» Set task: Return the lines below word for word, omitting the pictures.

» Supplied material:
>> begin

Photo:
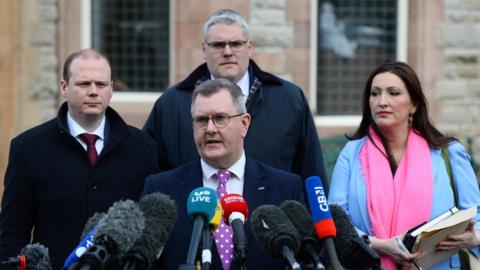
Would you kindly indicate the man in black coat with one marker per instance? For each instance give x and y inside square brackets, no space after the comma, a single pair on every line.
[221,123]
[282,133]
[55,181]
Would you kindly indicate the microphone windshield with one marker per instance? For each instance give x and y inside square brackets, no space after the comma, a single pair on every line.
[202,201]
[36,256]
[301,219]
[273,230]
[123,224]
[234,203]
[160,216]
[322,218]
[352,251]
[216,219]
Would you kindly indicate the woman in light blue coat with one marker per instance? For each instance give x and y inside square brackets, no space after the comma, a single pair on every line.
[391,176]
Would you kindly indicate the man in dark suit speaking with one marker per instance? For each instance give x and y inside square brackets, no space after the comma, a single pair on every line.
[220,123]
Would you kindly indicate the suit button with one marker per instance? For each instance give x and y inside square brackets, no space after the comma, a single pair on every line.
[92,186]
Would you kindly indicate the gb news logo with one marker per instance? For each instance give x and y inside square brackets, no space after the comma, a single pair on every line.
[202,196]
[321,198]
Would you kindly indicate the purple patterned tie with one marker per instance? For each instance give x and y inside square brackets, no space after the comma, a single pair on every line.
[223,235]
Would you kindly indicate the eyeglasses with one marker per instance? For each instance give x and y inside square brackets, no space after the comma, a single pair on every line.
[220,120]
[235,45]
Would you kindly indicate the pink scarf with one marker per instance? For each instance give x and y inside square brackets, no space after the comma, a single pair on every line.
[397,203]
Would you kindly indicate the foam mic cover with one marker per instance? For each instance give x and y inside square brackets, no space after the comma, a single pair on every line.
[116,233]
[202,201]
[201,207]
[216,219]
[301,219]
[322,218]
[273,230]
[32,257]
[235,213]
[352,251]
[37,257]
[234,203]
[160,216]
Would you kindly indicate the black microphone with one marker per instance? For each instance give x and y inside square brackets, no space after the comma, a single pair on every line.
[352,251]
[160,216]
[301,219]
[115,234]
[86,240]
[275,234]
[32,257]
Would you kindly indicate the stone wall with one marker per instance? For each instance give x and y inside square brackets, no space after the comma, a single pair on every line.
[458,89]
[28,68]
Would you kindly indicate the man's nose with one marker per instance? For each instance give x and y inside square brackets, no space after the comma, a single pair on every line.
[227,50]
[211,126]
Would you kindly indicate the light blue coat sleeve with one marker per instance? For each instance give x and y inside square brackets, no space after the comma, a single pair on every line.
[348,189]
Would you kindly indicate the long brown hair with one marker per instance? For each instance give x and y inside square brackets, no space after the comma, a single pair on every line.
[421,121]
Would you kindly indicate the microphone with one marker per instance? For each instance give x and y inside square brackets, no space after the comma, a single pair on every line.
[122,226]
[216,219]
[160,216]
[322,218]
[33,257]
[275,234]
[207,231]
[201,205]
[301,219]
[86,240]
[353,252]
[235,213]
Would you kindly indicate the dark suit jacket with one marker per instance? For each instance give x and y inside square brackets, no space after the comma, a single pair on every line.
[51,188]
[263,185]
[282,133]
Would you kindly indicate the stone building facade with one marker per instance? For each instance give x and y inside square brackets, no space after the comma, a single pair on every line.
[36,36]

>> end

» Expected output:
Photo:
Would you kindly indicate the man in black coat with one marker per instance? For each instance give x and y inside square brackets, no space after the comma, a single pair on every line.
[221,123]
[282,133]
[55,181]
Would you kindly indicate the microphone windshield with one marker per instance? For each instance give x and y inside square brackets, no space after the comma, a single pair on every line.
[202,201]
[36,256]
[301,219]
[273,230]
[123,224]
[234,203]
[160,216]
[322,218]
[352,251]
[216,219]
Would you kindly indicate the woman in light blue coat with one marker per instance? For each instance give x and y inside square brackets, no space after the comma, a single pair on every line.
[391,176]
Would you kindly indicate the man in dark suit speaking with one marker per instance? For each instance give x and y inside square brackets, no space after the comma, a single pair on every line.
[220,123]
Would you kindly indicate the suit button with one marker per instance? For each instance give x and y inside square brackets, no space after the comma, a single pair on every line.
[92,186]
Would you kindly indicate the gb news logo with one marker per instance? For each instance give x and y inside square brackets, no space after the comma, a single pair on every line.
[202,196]
[321,198]
Would you kindly indicate the purple patterned tie with one marker per instance? For each instance give x and y inside square brackets, no space after the comma, a single pair on every line.
[223,235]
Would you kindly indicate the eyeglasses with one marker per instance? For each instance give x and y inside square brackets, no space after the comma, a single pair on every line.
[220,120]
[235,45]
Would you kindly indicate the pink scarf with one marker per instance? For each instance give x and y inside square brackets, no space after the comma, a single pair on every line.
[397,203]
Would you kindly indicate the foam mic cover with one marker per instance? For each instance give x and y inside square brackets, no space after the comma, a single pair on every line.
[116,233]
[202,201]
[201,207]
[216,219]
[301,219]
[322,218]
[273,230]
[32,257]
[235,213]
[352,251]
[37,257]
[234,203]
[160,216]
Would you kindly indicate the black microphone with one marker per instance? For each instance give x and y inside square brackets, no space after the comma, a single pair on every line.
[352,251]
[160,216]
[301,219]
[115,234]
[86,240]
[275,234]
[32,257]
Would you kindly indicate the stone wall with one marker per instance? For each instance give x and y inside square brackets, no space after the comma, a single pair on every line.
[458,89]
[28,68]
Would you kindly indicate the man's nose with one marker per instance? For each instance give x and y inside square brackets, no space after the comma, a single pair on every line.
[227,50]
[211,126]
Would you kindly indicate the light blue coat sleeve with one marker per instance? For each instance give x and y inside square brackets, no space after the comma, a single pair on every line.
[348,189]
Would you kindly indicate the long brown hair with one marker per instance? For each instance give x and y inside square brackets, no space after the comma, a single pair on every line.
[421,121]
Would you kindly indicate the microphone with one marker per instance? For each instance give x and y inside square brackets, no space after the comma, a single pair on every line.
[122,226]
[216,219]
[160,216]
[322,218]
[33,257]
[275,234]
[207,231]
[201,205]
[301,219]
[86,240]
[353,252]
[235,213]
Would you kindly indicate the dark suit jacket with one marker per instance? For each instance give x and y inside square brackets, no space after the comma, a single pair on every line.
[51,188]
[263,185]
[282,133]
Would you kindly indicate the stone building facade with one marker per instance? For each instance give x and y inside square brackets, no space after the comma, a single pair on every line.
[36,36]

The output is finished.